_ARTICLE_:

Archive for January 22nd, 2008


My Troll Cherry Has Been Popped

Addendum: Ok, so I’m thinking that perhaps I am being a bit harsh. Sometimes my concience can really nag at me. At any rate, I do want folks who are coming by to visit to NOT be afraid of leaving me a comment. However, per my pseudo-comment policy (see the Welcome! tab up top), I reserve the right to ridicule folks who come here and are disrespectful. You now have an example of disrespectful. Had Human simply said, nicely, what photophobic was, then I would have said thanks, directed them to the previous post, and kept it moving. That didn’t happen, so s/he got to be my anxiety reliever. 

And I’m damn disappointed. I figured that I’d have a logical argument. Or something. No, kids, that’s not what I got at all. Remember my post I wrote like, earlier today? The one in which I outline what “photophobic” actually means? And where I emphasize that I don’t use the term to downplay anyone who may indeed be truly photophobic? Y’know. Oh, and up top where I explain my version of Photophobic: fear(phobia)+ pictures(photos)=photophobic—yeah. Damn troll missed that whole section completely, cause this is what I ended up getting:

photophobia is dislike of light…………..idot

What the fuck, yo. Now, I’m not gonna tell y’all this fool left the comment on the aforementioned “Why I Am Photophobic” tab. *snicker* Anyhow, let’s break this down for a second. A dislike is not a fear. In order for it to be a phobia, it has to be a fear. Ergo, you, dear Human (I don’t make the trolls, I just ridicule them, folks) may not know much more about it than I do.

Actually, in my previous post, I told you EXACTLY what it was, and I even pasted the definition for your convienience. Thanks for not reading.

Oh, and if you’re gonna insult me? I’ll thank you to take the time to spell it correctly. “Idiot” has two i’s, motherfucker. Do please get it right or stay the hell away.

Now, typically, I wouldn’t entertain comments this stupid (because, SERIOUSLY, 5 minutes of reading could have kept this from happening), but I have some developments and such going on tomorrow (good ones!), and I needed to release some anxiety.

I feel better. Was it good for you? Cause it was lovely for me.

[Point labeling data based on photos]
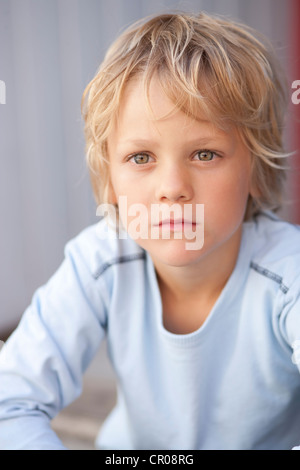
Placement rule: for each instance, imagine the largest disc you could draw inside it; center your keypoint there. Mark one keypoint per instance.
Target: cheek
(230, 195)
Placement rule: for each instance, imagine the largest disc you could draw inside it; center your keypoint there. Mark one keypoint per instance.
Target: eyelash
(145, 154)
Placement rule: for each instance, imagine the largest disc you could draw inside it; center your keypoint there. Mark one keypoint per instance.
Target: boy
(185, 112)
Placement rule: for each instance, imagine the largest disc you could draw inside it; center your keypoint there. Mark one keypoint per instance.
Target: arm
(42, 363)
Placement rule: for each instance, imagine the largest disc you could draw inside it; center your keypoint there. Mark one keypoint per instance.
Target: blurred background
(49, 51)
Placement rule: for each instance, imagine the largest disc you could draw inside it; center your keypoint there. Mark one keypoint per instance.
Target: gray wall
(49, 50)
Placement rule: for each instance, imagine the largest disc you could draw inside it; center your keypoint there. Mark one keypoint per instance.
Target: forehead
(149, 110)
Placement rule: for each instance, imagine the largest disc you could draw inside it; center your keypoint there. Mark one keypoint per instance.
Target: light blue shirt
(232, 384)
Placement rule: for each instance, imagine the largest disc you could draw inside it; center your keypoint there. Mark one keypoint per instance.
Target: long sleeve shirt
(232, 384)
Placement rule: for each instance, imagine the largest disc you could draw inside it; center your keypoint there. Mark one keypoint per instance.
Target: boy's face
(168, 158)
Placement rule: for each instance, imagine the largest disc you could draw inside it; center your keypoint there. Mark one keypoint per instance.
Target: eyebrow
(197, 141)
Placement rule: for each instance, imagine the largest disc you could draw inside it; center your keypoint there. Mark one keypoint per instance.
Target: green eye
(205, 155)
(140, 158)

_EXERCISES TO COMPLETE_:
(1) Repeat the blog post from "Actually, in my" to "release some anxiety.".
(2) In the blog post, what two things does the author combine to form their own version of "photophobic"?
Rely on the blog post alone.

_EXPECTED ANSWERS_:
(1)
Actually, in my previous post, I told you EXACTLY what it was, and I even pasted the definition for your convienience. Thanks for not reading.

Oh, and if you’re gonna insult me? I’ll thank you to take the time to spell it correctly. “Idiot” has two i’s, motherfucker. Do please get it right or stay the hell away.

Now, typically, I wouldn’t entertain comments this stupid (because, SERIOUSLY, 5 minutes of reading could have kept this from happening), but I have some developments and such going on tomorrow (good ones!), and I needed to release some anxiety.

(2) Fear (phobia) and pictures (photos).